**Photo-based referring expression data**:
<<<<
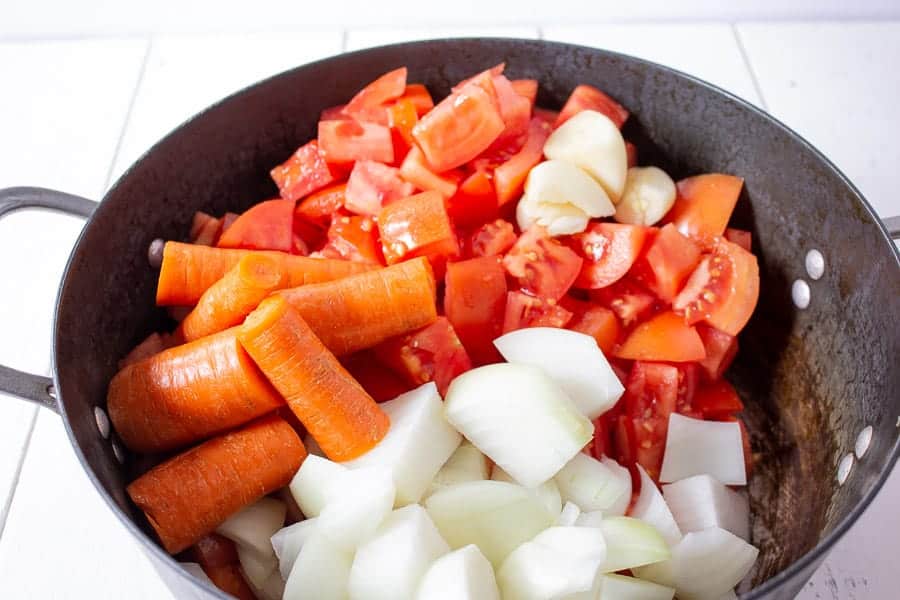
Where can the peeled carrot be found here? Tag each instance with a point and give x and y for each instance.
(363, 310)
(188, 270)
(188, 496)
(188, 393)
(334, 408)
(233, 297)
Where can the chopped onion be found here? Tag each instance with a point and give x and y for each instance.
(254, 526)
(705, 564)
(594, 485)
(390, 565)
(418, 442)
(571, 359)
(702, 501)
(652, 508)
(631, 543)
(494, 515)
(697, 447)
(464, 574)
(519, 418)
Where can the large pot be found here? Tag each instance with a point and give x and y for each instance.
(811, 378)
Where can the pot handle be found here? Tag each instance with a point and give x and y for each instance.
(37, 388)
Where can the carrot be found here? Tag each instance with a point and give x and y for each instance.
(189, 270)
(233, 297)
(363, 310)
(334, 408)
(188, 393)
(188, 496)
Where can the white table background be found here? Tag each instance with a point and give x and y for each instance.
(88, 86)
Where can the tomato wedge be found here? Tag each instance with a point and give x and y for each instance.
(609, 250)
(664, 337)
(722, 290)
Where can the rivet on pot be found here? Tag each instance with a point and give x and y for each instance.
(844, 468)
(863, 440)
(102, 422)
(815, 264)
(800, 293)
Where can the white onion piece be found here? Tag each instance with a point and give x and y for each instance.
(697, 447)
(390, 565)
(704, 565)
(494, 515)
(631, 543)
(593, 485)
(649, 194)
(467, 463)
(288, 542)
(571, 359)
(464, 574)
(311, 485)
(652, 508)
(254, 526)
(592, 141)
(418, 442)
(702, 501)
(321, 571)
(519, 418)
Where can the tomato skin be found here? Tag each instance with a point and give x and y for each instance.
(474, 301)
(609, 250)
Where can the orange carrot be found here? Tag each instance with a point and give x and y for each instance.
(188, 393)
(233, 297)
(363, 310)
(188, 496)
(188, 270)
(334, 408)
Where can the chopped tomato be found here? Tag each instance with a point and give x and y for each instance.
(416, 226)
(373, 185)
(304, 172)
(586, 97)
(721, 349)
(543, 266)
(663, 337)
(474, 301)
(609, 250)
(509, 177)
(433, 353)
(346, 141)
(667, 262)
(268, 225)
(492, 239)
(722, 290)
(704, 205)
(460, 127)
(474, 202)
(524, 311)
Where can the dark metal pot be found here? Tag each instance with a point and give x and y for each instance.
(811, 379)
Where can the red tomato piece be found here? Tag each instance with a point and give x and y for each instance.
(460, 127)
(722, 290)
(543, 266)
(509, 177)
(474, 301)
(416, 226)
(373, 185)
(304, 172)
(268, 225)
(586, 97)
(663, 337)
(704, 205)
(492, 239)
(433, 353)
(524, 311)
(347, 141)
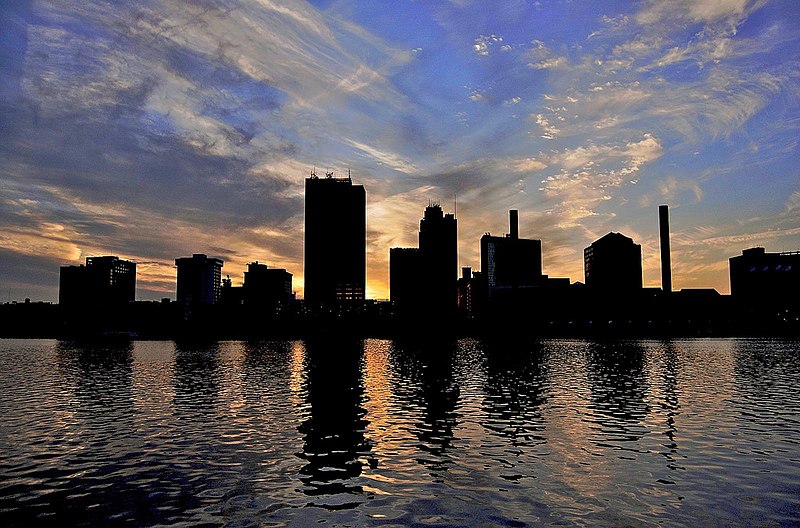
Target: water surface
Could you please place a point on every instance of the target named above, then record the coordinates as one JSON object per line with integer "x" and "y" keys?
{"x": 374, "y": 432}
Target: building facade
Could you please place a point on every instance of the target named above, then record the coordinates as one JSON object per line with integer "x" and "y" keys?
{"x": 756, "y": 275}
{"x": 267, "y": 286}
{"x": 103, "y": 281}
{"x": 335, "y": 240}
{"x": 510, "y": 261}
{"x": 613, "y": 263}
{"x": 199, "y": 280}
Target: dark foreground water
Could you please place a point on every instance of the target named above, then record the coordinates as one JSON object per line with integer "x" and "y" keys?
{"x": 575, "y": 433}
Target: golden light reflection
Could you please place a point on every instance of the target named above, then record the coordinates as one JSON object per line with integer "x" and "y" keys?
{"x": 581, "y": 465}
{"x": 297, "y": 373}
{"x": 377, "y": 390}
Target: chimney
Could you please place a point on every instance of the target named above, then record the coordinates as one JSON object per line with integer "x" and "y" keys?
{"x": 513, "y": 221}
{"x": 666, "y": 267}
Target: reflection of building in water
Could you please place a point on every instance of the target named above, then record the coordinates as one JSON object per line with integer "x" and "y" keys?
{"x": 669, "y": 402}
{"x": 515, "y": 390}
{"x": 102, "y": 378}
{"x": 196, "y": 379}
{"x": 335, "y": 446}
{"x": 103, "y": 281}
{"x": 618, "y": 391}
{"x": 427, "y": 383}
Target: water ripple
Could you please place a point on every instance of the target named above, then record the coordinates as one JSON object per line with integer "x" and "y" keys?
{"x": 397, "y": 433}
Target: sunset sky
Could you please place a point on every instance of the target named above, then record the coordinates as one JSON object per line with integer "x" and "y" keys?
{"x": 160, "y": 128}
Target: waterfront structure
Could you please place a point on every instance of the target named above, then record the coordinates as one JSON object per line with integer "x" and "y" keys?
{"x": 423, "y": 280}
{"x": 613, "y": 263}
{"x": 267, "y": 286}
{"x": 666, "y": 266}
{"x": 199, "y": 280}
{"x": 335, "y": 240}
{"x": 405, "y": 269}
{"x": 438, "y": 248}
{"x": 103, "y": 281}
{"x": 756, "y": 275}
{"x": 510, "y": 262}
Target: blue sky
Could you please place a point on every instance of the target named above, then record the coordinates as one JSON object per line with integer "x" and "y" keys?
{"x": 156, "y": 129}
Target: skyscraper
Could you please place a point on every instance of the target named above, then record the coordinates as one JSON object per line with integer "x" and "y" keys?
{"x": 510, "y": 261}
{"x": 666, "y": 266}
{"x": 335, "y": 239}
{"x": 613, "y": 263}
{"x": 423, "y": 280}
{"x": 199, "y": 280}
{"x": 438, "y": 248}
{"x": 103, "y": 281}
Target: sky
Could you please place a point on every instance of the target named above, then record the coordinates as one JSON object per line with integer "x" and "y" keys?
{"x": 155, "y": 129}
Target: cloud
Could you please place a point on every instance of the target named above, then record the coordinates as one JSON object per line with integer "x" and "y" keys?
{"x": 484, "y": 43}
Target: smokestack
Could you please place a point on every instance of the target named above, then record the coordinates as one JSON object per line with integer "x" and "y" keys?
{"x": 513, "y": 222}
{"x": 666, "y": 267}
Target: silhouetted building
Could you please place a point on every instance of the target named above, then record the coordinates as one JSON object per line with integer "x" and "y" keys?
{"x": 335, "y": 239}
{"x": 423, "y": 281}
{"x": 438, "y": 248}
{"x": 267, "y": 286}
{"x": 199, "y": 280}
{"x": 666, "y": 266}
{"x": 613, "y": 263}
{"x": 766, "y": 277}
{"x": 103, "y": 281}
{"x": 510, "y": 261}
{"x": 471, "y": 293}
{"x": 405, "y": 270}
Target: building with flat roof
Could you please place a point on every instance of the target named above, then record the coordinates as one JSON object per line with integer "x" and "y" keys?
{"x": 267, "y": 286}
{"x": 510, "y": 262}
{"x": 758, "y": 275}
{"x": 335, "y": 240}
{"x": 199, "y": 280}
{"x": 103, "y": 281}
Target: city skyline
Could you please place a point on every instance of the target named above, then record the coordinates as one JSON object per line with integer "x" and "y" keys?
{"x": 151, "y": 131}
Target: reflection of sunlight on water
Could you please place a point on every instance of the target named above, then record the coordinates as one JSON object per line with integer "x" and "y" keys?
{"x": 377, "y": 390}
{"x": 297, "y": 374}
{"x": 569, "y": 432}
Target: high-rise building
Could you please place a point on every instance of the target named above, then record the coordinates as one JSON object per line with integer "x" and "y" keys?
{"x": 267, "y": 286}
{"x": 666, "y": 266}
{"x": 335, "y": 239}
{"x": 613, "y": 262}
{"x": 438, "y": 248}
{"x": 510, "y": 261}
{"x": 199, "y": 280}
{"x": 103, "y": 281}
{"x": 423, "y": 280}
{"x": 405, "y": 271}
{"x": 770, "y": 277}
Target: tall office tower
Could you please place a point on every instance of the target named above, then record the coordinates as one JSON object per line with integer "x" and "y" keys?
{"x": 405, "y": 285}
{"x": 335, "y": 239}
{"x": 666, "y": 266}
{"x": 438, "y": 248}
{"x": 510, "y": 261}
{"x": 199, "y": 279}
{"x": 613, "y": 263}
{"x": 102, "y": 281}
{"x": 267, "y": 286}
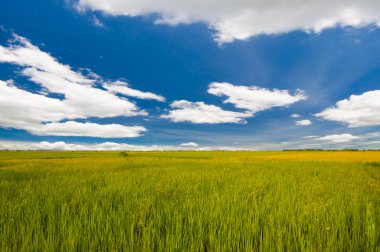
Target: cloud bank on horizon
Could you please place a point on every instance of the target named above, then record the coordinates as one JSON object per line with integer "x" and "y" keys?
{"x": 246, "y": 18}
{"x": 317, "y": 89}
>>>>
**TASK**:
Wherever "reflection" turns up in the records, copy the whole line.

**RESPONSE BOX**:
Target: golden light reflection
Target: reflection of building in water
Target: reflection of sunlight on water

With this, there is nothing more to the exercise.